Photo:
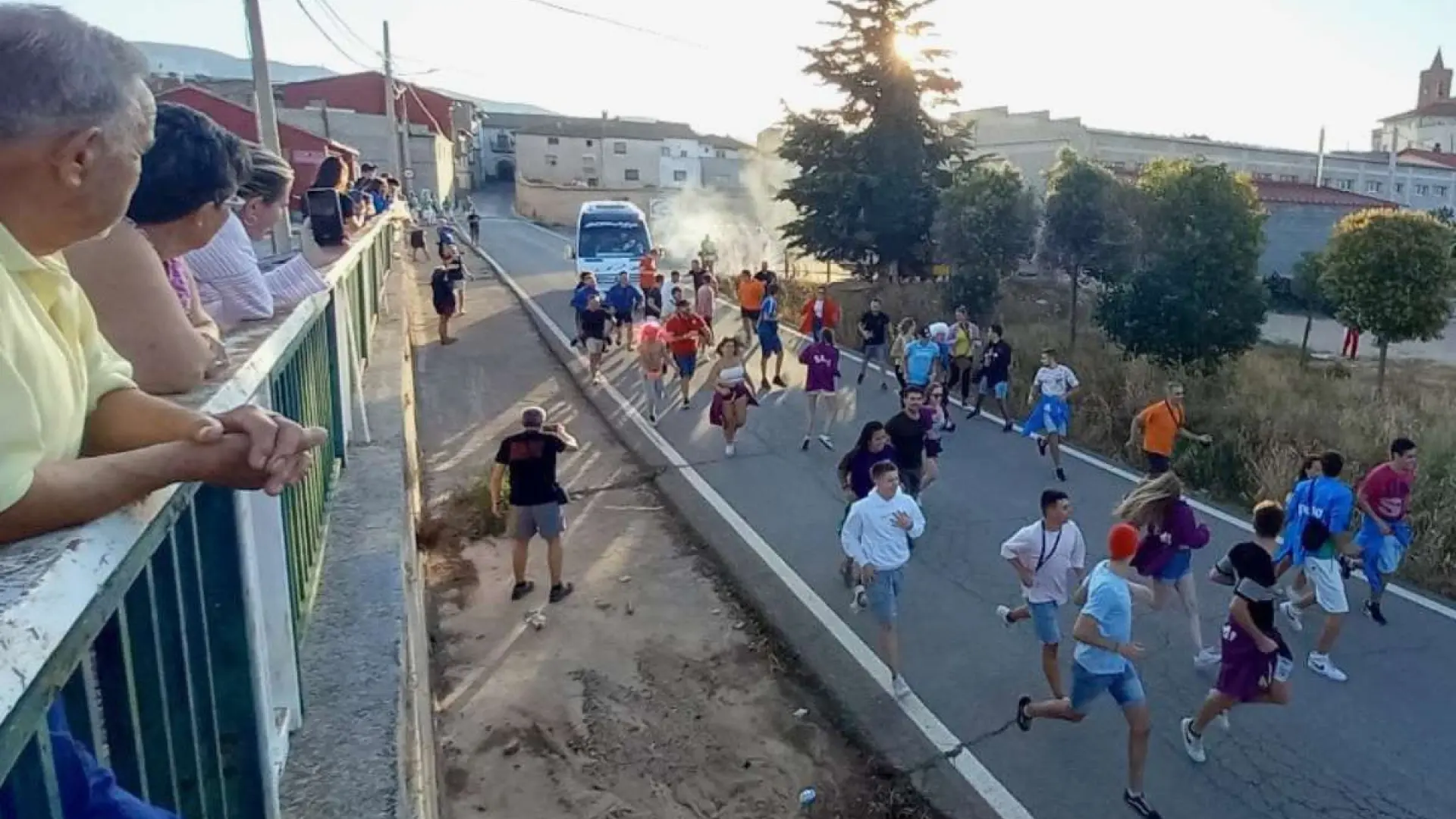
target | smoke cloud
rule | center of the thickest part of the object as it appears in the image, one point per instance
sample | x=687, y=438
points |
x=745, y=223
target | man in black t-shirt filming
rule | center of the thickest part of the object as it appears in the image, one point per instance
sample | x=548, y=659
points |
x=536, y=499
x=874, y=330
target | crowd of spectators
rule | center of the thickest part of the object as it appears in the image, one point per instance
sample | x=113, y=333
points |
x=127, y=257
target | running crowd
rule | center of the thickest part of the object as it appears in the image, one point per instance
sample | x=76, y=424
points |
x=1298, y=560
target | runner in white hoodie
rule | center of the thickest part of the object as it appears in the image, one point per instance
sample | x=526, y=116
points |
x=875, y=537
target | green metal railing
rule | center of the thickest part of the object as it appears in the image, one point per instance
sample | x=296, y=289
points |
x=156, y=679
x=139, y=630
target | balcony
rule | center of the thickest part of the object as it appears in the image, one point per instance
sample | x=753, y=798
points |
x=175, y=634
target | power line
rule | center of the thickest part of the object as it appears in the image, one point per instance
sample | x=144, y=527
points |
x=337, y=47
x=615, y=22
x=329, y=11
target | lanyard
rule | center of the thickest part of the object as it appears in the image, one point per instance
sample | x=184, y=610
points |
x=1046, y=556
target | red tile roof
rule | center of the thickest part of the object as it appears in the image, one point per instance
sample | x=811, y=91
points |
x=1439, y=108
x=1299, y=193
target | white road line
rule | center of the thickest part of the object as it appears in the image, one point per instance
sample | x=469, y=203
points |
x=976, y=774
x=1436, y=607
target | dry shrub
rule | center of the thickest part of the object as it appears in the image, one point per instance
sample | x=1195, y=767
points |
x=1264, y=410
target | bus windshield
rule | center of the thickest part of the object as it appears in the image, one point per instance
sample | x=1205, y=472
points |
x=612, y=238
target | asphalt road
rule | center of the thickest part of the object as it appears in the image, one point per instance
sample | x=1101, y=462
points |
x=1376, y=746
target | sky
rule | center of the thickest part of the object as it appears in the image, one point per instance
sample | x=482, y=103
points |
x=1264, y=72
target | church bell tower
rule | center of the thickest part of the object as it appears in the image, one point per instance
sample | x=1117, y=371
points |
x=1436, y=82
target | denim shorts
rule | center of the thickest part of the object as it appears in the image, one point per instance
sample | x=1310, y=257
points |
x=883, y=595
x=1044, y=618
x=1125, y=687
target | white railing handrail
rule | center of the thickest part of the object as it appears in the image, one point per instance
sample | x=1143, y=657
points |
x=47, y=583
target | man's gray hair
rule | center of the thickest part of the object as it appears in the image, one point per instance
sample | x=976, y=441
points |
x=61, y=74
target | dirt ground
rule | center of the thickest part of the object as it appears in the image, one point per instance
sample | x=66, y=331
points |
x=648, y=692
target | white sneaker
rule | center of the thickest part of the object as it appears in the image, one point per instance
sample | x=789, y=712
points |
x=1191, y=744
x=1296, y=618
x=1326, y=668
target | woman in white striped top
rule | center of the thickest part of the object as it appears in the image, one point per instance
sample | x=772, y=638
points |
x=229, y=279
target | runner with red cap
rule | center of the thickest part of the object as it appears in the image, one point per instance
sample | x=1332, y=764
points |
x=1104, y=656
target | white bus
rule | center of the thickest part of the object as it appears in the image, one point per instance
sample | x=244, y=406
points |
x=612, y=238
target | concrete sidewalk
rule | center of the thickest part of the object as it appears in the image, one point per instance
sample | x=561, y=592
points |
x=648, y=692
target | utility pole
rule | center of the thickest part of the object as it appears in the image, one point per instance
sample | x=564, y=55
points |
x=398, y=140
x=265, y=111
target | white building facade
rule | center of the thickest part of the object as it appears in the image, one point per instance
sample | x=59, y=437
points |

■ ■ ■

Required task:
Please write out all of the lines above again, swapping "thickest part" for "widest part" wherever it occurs and keeping everything else the same. Leave the pictures out of your answer.

Written solution:
Photo:
target | smoke cloud
rule | center of the widest part of the object as it appears in the image, one point per instance
sample | x=687, y=438
points |
x=745, y=223
target | man in black t-shirt filming
rule | center of the widest part of the object as it appears in the image, one point per instance
sample | x=548, y=659
points |
x=536, y=499
x=874, y=330
target | crowd of spectators
rule | center of the widest part of the object as it appears in the image, one point per instance
sample | x=113, y=333
points |
x=127, y=257
target | running crowd
rule | center of the widest part of the object as it appears in the image, one point per instance
sample | x=76, y=424
points |
x=1298, y=560
target | runner in white hoodie
rule | center of the widest part of the object as it appears in the image, one point per instance
sample | x=526, y=116
points |
x=875, y=537
target | green metal railing
rule | center of the widest part of the object as it appears in the image, one point per instance
sample | x=296, y=289
points |
x=156, y=679
x=139, y=630
target | balcony
rule | center of the widest part of the object as it appears in the image, one point per instance
sample | x=753, y=798
points |
x=175, y=634
target | power line
rule | center of the widest part of the object as it appears in the image, one point per instance
sample | x=144, y=527
points |
x=337, y=47
x=615, y=22
x=329, y=11
target | lanyard
rule | center of the widest part of the object as it appears in the image, one point per instance
sample | x=184, y=610
points |
x=1046, y=556
target | red tile roof
rule | center of the widest part of the object as it appears in the image, one point per instance
sample | x=811, y=91
points |
x=1439, y=108
x=1299, y=193
target | white road line
rule | center of the widest part of the object as it appears in the image, one point per instance
sample | x=469, y=203
points |
x=976, y=774
x=1436, y=607
target | dry shrub
rule | center of the widest part of the object as it appears in the image, one point per instance
sample | x=1195, y=767
points |
x=1264, y=410
target | bus windshield
rule | center of the widest part of the object as it appears in the image, one point per instance
sample | x=1205, y=472
points |
x=612, y=238
target | asphalt road
rule | center of the widest part of the object as it appears in the image, one point per instance
sample | x=1101, y=462
points |
x=1376, y=746
target | sky
rule | center of the widest part of the object as it appears in the image, one point per instance
sample | x=482, y=103
points |
x=1264, y=72
target | church bell tower
rule | center of the widest part of the object as it appears in the image, one point per instance
sample | x=1117, y=371
points |
x=1436, y=82
target | denim shorts
rule | center of the widest part of the object as it appears in the image, one point per instance
sample | x=1310, y=257
points |
x=883, y=595
x=1044, y=618
x=1125, y=687
target | white railing handrail
rule | center of the widest part of the object as it appears in the image, one point per instance
sample | x=1143, y=657
points |
x=47, y=583
target | man's gray hair
rule | center of the widest part of the object as it appears in the image, one point per instance
sample | x=976, y=441
points |
x=61, y=74
target | dirt ground
rule | center of the widest part of the object as it appears in the image, one point per instance
sample | x=66, y=331
points |
x=648, y=692
target | white sneaker
rule | center of the widest part of the object as it appears in the image, one point per instance
sample | x=789, y=712
points |
x=1191, y=744
x=1296, y=618
x=1326, y=668
target | woman in white striped top
rule | center of the widest part of the object as it appears in the image, one point per instance
sample | x=772, y=638
points |
x=229, y=279
target | runner with red cap
rule | center of the widest part of the object as it appears in the image, one point per instance
sample | x=1332, y=764
points |
x=1104, y=656
target | white bus
rule | center of the widest part of the object as it appears in the image, one point per instance
sample | x=244, y=406
points |
x=612, y=238
target | concrete sidewalk
rule | center of the widest part of the object as it appears in the image, one point per instance
sample | x=561, y=592
points |
x=648, y=692
target | utility pole
rule | center of the widest part of the object as it appears in the image, one point per instance
sample | x=564, y=55
points |
x=398, y=140
x=265, y=111
target | white building facade
rule | center of the widest part of the object as it appears in the image, one point per instance
sample | x=59, y=437
points |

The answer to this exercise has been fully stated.